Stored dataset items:
== Segment start ==
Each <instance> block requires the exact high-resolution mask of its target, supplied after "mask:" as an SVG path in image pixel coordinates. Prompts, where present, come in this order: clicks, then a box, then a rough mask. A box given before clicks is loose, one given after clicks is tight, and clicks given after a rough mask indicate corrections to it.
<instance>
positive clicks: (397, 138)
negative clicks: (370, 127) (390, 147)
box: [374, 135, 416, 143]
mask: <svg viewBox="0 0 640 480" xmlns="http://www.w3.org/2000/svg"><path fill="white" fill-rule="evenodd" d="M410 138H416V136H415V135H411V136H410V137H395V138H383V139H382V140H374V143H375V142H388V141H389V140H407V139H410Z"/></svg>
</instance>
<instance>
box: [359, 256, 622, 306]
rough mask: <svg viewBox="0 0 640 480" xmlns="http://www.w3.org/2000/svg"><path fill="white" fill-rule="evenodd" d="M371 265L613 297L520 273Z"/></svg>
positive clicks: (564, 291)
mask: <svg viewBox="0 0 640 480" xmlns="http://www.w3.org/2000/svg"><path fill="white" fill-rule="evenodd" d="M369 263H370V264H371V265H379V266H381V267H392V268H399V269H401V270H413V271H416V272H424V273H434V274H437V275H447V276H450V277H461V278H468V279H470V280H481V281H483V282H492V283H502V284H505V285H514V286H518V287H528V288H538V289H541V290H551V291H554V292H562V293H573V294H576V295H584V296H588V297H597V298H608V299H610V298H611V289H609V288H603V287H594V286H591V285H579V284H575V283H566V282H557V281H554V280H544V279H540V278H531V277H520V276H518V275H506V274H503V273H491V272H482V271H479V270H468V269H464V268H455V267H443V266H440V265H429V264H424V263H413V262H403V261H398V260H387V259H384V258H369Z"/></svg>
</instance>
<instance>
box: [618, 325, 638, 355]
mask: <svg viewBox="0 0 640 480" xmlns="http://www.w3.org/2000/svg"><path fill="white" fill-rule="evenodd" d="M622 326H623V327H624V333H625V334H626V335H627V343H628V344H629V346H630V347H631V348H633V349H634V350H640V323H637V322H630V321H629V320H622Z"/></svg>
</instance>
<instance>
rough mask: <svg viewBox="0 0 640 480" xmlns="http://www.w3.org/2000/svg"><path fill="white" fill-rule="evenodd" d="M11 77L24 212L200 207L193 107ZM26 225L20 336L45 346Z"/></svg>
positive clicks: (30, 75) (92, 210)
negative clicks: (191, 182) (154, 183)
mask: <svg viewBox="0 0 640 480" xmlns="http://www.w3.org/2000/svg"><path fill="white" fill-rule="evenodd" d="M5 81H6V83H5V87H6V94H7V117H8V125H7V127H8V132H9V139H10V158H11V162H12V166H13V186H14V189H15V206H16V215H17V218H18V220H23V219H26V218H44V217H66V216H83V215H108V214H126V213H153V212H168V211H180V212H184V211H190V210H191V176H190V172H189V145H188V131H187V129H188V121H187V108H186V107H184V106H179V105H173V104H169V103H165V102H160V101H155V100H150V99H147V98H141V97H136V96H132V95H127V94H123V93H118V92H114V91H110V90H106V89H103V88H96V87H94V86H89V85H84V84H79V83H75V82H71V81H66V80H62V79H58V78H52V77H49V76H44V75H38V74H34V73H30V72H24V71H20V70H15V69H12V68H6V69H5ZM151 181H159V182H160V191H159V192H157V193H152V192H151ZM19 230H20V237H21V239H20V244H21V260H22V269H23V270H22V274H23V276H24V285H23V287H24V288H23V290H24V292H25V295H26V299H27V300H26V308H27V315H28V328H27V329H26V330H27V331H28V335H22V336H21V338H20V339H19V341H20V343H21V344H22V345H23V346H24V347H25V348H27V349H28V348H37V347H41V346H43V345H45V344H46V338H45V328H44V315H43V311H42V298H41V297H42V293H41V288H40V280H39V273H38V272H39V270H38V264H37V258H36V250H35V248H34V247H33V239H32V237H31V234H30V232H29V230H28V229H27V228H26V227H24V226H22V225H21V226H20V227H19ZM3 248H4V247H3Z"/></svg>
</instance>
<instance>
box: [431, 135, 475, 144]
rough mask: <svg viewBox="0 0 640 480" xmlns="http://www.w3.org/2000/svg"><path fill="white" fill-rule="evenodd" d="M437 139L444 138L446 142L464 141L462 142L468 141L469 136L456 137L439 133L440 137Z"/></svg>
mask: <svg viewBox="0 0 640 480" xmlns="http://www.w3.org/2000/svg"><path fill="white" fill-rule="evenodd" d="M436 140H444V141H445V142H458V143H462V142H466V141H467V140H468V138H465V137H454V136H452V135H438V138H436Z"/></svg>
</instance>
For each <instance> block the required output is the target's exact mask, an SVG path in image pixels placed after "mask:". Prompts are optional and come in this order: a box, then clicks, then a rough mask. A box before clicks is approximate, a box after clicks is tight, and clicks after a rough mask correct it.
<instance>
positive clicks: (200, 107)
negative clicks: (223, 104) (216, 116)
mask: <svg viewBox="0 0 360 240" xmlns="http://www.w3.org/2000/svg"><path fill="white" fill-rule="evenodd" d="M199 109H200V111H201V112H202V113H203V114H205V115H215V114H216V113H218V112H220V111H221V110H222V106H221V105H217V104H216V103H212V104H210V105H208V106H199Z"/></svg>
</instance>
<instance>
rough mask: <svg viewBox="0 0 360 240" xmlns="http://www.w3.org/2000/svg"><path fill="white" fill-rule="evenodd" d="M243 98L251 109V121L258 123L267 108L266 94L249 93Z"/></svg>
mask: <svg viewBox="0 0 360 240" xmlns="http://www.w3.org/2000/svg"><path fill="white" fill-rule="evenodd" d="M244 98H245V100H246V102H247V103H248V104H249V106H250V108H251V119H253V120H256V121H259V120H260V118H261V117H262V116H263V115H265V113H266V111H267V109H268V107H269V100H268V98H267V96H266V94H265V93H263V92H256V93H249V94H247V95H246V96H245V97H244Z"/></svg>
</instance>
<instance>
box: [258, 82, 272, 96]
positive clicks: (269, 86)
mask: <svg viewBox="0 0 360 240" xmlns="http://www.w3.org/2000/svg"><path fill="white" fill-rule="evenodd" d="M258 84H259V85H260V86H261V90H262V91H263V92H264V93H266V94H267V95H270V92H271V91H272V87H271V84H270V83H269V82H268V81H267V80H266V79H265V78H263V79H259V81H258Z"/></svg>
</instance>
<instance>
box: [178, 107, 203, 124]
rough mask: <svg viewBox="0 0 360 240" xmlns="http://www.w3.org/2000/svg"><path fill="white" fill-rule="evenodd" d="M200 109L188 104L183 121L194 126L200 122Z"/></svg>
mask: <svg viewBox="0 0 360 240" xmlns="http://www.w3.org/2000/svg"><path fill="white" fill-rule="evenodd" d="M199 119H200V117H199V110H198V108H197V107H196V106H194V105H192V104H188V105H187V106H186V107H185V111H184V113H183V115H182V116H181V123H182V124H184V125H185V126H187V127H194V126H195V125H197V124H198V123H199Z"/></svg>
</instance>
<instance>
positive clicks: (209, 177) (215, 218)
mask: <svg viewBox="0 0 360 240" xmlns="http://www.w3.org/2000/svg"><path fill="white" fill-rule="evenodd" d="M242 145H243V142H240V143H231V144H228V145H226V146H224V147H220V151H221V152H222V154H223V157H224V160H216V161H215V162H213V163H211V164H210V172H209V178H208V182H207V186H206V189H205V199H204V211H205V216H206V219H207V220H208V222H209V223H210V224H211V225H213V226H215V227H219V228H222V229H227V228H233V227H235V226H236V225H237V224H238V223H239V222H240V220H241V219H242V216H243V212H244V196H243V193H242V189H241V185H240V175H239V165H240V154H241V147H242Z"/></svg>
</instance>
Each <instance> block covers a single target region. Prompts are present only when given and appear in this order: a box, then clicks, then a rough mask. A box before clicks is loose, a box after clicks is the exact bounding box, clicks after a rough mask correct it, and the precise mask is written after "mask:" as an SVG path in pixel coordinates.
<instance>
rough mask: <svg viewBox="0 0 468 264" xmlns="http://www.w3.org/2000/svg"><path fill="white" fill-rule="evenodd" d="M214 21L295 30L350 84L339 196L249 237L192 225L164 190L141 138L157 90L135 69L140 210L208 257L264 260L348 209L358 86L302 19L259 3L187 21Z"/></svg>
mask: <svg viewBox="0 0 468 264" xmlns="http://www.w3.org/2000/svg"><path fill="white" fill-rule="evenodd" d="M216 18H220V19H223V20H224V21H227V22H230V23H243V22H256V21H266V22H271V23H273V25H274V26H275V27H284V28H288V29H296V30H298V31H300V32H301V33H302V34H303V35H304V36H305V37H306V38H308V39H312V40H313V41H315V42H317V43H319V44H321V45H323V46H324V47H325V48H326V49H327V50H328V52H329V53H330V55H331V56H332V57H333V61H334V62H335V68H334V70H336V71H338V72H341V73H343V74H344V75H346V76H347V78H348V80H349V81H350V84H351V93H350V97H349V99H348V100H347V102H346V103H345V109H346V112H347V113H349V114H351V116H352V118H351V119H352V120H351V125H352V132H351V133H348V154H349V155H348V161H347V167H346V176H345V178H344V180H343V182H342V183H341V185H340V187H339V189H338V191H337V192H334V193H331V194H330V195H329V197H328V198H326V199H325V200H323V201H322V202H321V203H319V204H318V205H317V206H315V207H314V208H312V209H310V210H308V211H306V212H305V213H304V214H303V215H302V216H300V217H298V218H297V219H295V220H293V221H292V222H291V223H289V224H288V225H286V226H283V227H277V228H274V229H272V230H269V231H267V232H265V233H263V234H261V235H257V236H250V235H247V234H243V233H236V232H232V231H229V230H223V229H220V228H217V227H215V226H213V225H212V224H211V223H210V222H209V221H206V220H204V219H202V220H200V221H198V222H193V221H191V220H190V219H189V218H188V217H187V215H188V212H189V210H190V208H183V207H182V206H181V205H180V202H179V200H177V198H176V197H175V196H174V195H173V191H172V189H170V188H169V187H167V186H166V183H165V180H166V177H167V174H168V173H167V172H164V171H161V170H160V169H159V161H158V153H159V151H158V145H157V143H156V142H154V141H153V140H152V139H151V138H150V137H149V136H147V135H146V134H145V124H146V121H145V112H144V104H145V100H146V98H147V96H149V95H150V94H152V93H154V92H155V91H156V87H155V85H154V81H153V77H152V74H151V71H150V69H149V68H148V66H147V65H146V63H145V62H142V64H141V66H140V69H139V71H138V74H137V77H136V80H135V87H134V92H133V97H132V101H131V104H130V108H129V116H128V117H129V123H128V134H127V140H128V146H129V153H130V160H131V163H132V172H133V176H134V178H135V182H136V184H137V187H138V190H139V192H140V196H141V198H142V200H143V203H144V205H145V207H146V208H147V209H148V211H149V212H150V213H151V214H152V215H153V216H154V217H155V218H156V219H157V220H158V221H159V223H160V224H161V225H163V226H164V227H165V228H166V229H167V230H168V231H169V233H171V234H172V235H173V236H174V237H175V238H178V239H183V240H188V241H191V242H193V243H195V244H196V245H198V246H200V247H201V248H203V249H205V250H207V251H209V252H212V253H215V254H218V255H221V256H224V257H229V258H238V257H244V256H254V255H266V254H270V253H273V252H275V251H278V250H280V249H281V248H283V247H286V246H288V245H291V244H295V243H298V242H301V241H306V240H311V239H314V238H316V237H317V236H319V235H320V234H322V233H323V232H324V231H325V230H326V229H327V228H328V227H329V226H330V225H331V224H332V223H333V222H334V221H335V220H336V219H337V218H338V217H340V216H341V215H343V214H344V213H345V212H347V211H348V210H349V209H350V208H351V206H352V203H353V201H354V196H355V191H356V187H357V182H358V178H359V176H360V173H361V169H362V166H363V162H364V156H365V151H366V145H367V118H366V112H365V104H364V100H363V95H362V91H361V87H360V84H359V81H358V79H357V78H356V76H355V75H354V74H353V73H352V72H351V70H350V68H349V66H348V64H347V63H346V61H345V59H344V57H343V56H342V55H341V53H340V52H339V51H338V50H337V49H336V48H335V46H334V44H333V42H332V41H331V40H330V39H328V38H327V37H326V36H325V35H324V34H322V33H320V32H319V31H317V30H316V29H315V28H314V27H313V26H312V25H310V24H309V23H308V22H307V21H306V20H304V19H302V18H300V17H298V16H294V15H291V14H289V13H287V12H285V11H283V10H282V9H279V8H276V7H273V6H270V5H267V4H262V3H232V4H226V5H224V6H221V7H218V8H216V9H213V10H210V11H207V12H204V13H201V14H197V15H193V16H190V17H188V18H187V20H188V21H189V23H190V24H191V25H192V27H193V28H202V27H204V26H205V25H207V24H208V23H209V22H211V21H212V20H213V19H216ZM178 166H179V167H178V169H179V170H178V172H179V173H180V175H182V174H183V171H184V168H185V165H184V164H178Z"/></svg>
== Segment end ==
WHAT IS NEEDED
Starting at the first line of the data above, retype each line exactly until you reach the line containing "box: [359, 256, 622, 306]", and include that line too.

ANSWER SPACE
Each <instance> block requires the exact high-resolution mask of its target, supplied after "mask:" as an SVG path in image pixel coordinates. Prompts, where present, come in this order: clicks, then a box, then a rough mask. A box given before clicks is loose, one given after clicks is tight, and clicks given after a rough mask indicate corrections to it.
<instance>
positive clicks: (397, 138)
negative clicks: (370, 127) (390, 147)
box: [374, 135, 416, 143]
mask: <svg viewBox="0 0 640 480" xmlns="http://www.w3.org/2000/svg"><path fill="white" fill-rule="evenodd" d="M410 138H416V136H415V135H411V136H410V137H395V138H383V139H382V140H374V143H375V142H388V141H389V140H407V139H410Z"/></svg>
</instance>
<instance>
box: [359, 256, 622, 306]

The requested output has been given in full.